==== Excerpted records ====

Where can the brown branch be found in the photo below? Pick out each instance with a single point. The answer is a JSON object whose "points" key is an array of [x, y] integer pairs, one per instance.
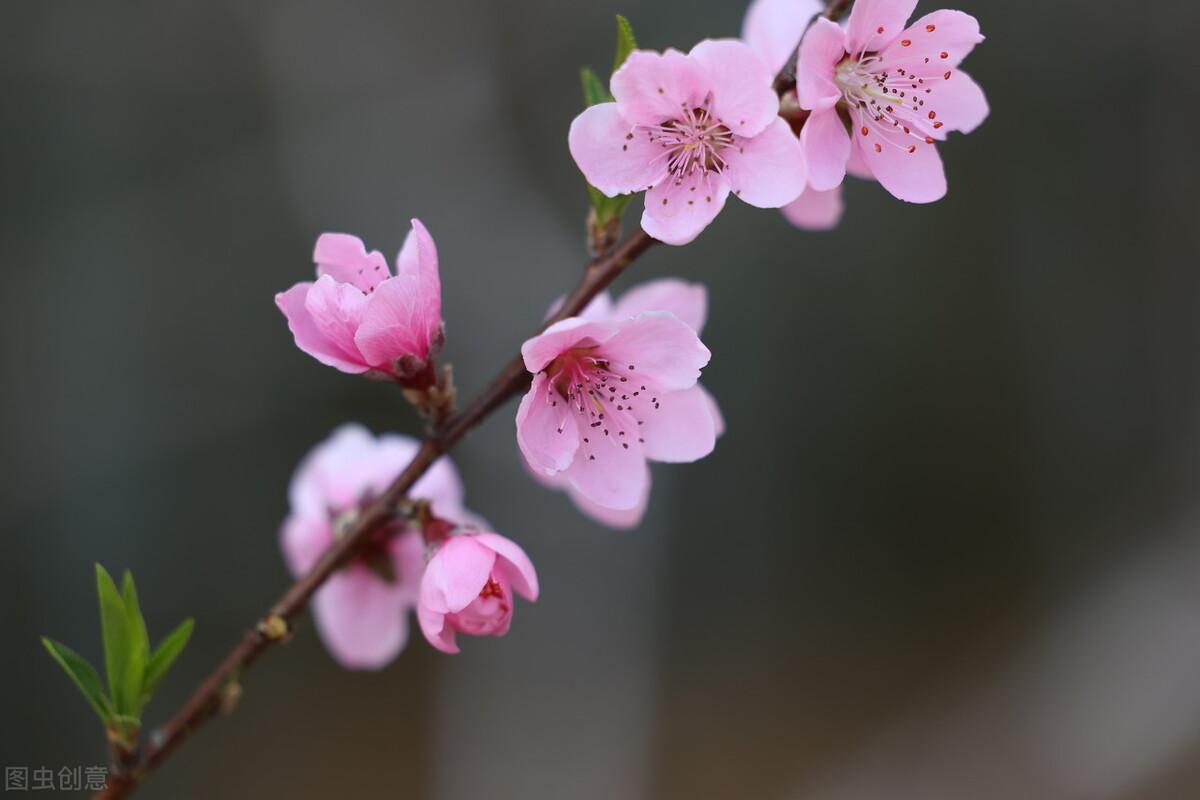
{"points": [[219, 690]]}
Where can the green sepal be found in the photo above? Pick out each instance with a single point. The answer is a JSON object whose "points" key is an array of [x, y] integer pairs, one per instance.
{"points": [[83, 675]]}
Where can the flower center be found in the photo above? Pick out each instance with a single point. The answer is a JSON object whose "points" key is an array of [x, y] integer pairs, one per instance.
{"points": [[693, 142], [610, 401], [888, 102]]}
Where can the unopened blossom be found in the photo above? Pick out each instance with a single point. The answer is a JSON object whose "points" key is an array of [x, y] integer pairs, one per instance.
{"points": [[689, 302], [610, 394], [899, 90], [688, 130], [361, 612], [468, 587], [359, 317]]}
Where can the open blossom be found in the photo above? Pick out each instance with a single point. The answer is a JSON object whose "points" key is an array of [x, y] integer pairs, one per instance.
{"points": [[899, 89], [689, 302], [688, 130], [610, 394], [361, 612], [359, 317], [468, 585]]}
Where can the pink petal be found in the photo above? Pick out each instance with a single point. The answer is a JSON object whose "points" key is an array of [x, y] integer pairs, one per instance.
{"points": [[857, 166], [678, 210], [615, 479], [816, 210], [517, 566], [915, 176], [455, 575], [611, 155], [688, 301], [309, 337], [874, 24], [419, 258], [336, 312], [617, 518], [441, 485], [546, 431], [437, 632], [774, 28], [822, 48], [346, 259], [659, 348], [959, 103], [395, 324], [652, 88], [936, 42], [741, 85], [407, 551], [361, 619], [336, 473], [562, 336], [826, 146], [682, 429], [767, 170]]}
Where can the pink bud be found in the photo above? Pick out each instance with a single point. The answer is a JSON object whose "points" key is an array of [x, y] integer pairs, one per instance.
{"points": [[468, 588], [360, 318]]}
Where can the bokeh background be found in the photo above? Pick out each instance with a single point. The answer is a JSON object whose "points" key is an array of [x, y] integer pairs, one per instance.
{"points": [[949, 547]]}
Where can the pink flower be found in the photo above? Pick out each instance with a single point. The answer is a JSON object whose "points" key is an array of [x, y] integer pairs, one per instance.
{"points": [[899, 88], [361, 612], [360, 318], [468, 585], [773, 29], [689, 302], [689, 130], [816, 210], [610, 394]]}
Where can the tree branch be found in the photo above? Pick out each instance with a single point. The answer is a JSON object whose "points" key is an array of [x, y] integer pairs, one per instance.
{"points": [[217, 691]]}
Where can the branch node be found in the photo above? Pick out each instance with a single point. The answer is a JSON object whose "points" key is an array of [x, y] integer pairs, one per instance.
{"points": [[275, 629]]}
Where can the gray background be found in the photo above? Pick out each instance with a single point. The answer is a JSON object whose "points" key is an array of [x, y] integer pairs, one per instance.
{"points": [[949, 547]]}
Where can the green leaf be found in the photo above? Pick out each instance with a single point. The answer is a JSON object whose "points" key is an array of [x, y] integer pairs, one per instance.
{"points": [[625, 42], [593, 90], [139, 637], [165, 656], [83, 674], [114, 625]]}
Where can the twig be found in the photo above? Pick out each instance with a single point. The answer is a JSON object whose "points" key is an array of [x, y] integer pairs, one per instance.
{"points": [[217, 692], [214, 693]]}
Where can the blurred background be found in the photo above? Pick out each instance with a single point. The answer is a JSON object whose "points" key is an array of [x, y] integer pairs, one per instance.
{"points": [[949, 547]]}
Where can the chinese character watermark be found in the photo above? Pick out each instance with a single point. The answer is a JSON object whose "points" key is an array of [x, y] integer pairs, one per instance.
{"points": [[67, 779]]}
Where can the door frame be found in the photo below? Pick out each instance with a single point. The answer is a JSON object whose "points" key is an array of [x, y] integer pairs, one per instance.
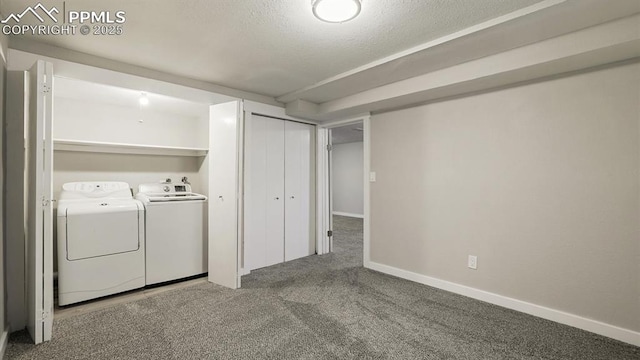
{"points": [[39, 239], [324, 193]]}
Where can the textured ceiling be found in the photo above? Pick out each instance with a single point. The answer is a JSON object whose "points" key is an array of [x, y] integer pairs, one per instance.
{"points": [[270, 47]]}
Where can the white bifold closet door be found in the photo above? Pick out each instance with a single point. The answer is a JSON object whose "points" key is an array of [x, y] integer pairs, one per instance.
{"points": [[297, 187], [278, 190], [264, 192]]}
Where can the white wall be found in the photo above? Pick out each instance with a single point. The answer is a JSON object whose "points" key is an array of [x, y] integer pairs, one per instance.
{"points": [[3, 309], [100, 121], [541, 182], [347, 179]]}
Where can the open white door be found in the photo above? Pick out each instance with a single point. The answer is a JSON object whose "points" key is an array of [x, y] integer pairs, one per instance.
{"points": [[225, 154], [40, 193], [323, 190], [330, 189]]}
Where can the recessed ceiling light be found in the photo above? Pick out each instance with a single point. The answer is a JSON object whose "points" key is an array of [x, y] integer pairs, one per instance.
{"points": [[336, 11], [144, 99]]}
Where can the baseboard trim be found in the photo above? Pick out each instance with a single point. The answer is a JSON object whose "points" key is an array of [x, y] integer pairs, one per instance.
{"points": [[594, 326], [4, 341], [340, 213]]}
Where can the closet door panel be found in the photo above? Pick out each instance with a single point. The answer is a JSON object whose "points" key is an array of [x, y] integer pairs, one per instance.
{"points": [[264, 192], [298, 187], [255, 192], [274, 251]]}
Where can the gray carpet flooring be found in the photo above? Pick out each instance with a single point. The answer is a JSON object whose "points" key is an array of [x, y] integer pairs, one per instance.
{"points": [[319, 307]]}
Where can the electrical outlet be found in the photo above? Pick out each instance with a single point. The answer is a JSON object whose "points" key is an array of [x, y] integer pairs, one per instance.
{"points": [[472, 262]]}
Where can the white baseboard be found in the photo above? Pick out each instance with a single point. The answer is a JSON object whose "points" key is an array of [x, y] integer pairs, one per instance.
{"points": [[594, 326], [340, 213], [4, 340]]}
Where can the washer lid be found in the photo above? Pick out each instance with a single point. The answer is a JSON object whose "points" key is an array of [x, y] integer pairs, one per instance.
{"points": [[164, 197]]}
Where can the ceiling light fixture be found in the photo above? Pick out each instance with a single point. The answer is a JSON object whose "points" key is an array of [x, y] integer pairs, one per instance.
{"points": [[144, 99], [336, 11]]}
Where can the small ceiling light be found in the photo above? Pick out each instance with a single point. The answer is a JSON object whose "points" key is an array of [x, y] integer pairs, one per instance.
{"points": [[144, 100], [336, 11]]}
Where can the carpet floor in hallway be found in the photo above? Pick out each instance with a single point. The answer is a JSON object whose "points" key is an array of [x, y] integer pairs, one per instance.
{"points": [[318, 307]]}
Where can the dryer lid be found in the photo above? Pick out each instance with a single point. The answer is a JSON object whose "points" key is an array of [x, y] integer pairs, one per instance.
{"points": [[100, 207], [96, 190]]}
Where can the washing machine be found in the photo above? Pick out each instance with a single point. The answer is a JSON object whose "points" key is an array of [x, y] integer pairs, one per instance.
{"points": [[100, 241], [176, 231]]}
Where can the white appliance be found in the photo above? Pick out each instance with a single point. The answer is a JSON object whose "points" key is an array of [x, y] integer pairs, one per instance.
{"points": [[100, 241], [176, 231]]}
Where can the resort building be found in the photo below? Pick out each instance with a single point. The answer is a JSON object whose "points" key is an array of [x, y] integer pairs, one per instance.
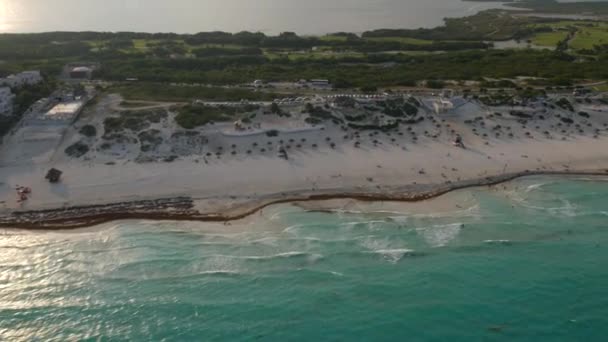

====

Print every record above exactly as written, leaving out the pictures.

Where can the brown branch be found in the photo below? Pick out each instance with a single point. The answer is a JSON object whose "points" key is an array of [x, y] integer pairs, one per instance.
{"points": [[219, 690]]}
Where can the green sepal be found in the photo above? Pick out each instance with a single point. The answer is a JSON object whose "points" key is an array of [x, y] integer pairs, one per instance.
{"points": [[83, 675]]}
Where can the flower center be found in the photo above? Pick out each instance with a single point. The answer is a JSON object whose "points" key is an array of [x, y] integer pairs, one per instance.
{"points": [[693, 142], [610, 401], [888, 102]]}
Where can the unopened blossom be found in the photo above? Pick out each instance with a single point. The answer is a JSON object whose "points" key is an array of [x, y] integer pairs, one per instance.
{"points": [[689, 302], [610, 394], [899, 90], [688, 130], [361, 612], [468, 587], [359, 317]]}
Where can the open blossom be found in the photo above? Pick out each instance with a single point. The answer is a JSON object whose "points" key is an array of [x, y] integer pairs, one per instance.
{"points": [[899, 89], [689, 302], [688, 130], [610, 394], [361, 612], [359, 317], [468, 585]]}
Where can the pink petal be found in the photo above? Pick out each instance with a single point. The answer is a JSON object whose "points" key is an array of [x, y] integer pairs, one per instance.
{"points": [[857, 166], [678, 210], [615, 479], [816, 210], [517, 566], [915, 176], [455, 575], [611, 155], [688, 301], [309, 337], [874, 24], [419, 258], [336, 312], [617, 518], [441, 485], [546, 431], [437, 632], [774, 28], [822, 48], [346, 259], [659, 348], [959, 103], [395, 324], [652, 88], [936, 42], [741, 85], [407, 551], [361, 619], [336, 473], [562, 336], [826, 146], [682, 429], [767, 170]]}
Where can the pink bud be found in the photo above? Pick out each instance with a single point. The answer is a JSON object whose "points" key is an array of [x, y] integer pairs, one per instance.
{"points": [[468, 588], [360, 318]]}
Where can the bokeh background be found in the photo above? Pick out each instance with a single point. The answer is a JSON object whose "points" key is an array of [x, y] integer pairs, one per instance.
{"points": [[949, 547]]}
Where can the pink flower be found in the photo above? Pick out each instance with a single point. The answer is a JSON object whose "points" key is an array of [x, y] integer pairs, one per instance.
{"points": [[899, 88], [361, 612], [360, 318], [468, 585], [773, 29], [689, 302], [689, 130], [816, 210], [610, 394]]}
Where can the tree branch be found in the photo above? Pick out each instance with a single point. The answer is a JSON object whose "points" key is an array of [x, y] integer pairs, one per instance.
{"points": [[217, 691]]}
Where can the branch node be found in the photo above? Pick out each instance with a single point. The answer is a JSON object whose "points" key is an array of [x, y] integer pairs, one per instance.
{"points": [[275, 629]]}
Where can the gray background be found in the photo above? Pick out each instance with a single point. The answer is a JSON object whose "points" key is an array of [x, y] integer pairs, one per instance.
{"points": [[949, 547]]}
Where can the green leaf be found in the photo above? Pick out each instance with a single point. The answer is a JSON object whose "points" key is an array of [x, y] integer pairs, one per instance.
{"points": [[625, 42], [593, 90], [139, 637], [165, 656], [83, 674], [114, 625]]}
Where can the twig be found in the photo above? Pick out each instance with a single point. The answer is a JSON object whose "points" key is an array of [x, y] integer pairs, one per instance.
{"points": [[217, 692], [214, 693]]}
Where can the blurred background be found in the photo above? Pick out each instance with a single point. The answer is a JSON object whose "points" key is an array of [x, y] integer pairs, one per instance.
{"points": [[949, 547]]}
Where can the chinese character watermark be found in the photo above? Pick out each instance with a single point. The answer is a JSON object whose "points" key is an array of [x, y] integer pairs, one per instance.
{"points": [[67, 779]]}
Where can the door frame be found in the photo below? Pick out each instance with a single point. The answer is a JSON object whose "points" key is an array of [x, y] integer pairs, one per instance.
{"points": [[39, 239], [324, 193]]}
Where can the textured ceiling be found in the photo above? Pick out each instance with a single point. The answer is a JSON object whose "points" key is an array of [x, y] integer pairs, one per instance.
{"points": [[270, 47]]}
Where can the white bifold closet door be found in the photo above? Pick out each instance with a single point. The answer is a JSON object whose "points" key is an array of [x, y] integer pairs, one per instance.
{"points": [[297, 187], [278, 190], [264, 192]]}
Where can the white wall be found in the photo above? Pick out each instance with a single point. The answer is a JSON object whose "points" key is an array of [x, y] integer pairs, one per instance.
{"points": [[3, 309], [100, 121], [541, 182], [347, 179]]}
Where can the open white door be found in the photo above? Pick out each instance with a single point. The answer is a JSON object whose "points" key is an array of [x, y] integer pairs, one per instance.
{"points": [[225, 154], [40, 193], [323, 190], [330, 189]]}
Where can the recessed ceiling light be found in the photo above? Pick out each instance with a single point. The answer is a JSON object whose "points" key is an array of [x, y] integer pairs, one per instance.
{"points": [[336, 11], [144, 99]]}
Where can the baseboard trim be found in the photo above? Pick out each instance with a single point. The answer is a JSON object whose "points" key is an array of [x, y] integer pairs, one per instance.
{"points": [[594, 326], [4, 341], [340, 213]]}
Where can the closet door panel be found in the photo above? Pick out each instance with a single point. The answer is a JSON object whose "points" key is an array of [x, y] integer pairs, one per instance.
{"points": [[264, 192], [298, 187], [255, 192], [274, 251]]}
Where can the gray carpet flooring be found in the photo above? Pick out each instance with a single point. The answer is a JSON object whose "points" key is an array of [x, y] integer pairs, one per instance.
{"points": [[319, 307]]}
Where can the electrical outlet be found in the photo above? Pick out each instance with a single point. The answer is a JSON object whose "points" key is an array of [x, y] integer pairs, one per instance.
{"points": [[472, 262]]}
Where can the white baseboard be found in the photo above? Pick out each instance with a single point. The answer is a JSON object whose "points" key is an array of [x, y] integer pairs, one per instance.
{"points": [[594, 326], [340, 213], [4, 340]]}
Where can the washer lid be found in the photo above? Pick out each instance with a single point. The answer is a JSON object whose "points" key is an array of [x, y] integer pairs, one per instance.
{"points": [[164, 197]]}
Where can the ceiling light fixture be found in the photo above? Pick out each instance with a single point. The answer is a JSON object whose "points" key is an array of [x, y] integer pairs, one per instance.
{"points": [[144, 99], [336, 11]]}
Where can the small ceiling light be found in the photo above? Pick out each instance with a single point. The answer is a JSON object whose "points" key is an array of [x, y] integer pairs, one per instance.
{"points": [[144, 100], [336, 11]]}
Where can the carpet floor in hallway be found in the photo above? Pick out each instance with a single point. The answer is a JSON object whose "points" key is an array of [x, y] integer pairs, one per instance.
{"points": [[318, 307]]}
Where can the dryer lid be found in the photo above? Pick out each instance with a single point. The answer is a JSON object whose "points" key is an array of [x, y] integer pairs, one per instance.
{"points": [[100, 207], [96, 190]]}
Where can the washing machine be found in the photo above? Pick out each instance with a single point. The answer is a JSON object whose "points" key is an array of [x, y] integer pairs, one per instance.
{"points": [[100, 241], [176, 231]]}
Where can the white appliance be found in the photo above? Pick out each instance with a single point. The answer is a JSON object whose "points" key is an array of [x, y] integer pairs, one per instance.
{"points": [[100, 241], [176, 231]]}
Where can the resort building be found in the photo below? Pick out each instance with a single point. The answer is a JSON object whose "points" key is an array of [x, y] integer pairs, one per instance.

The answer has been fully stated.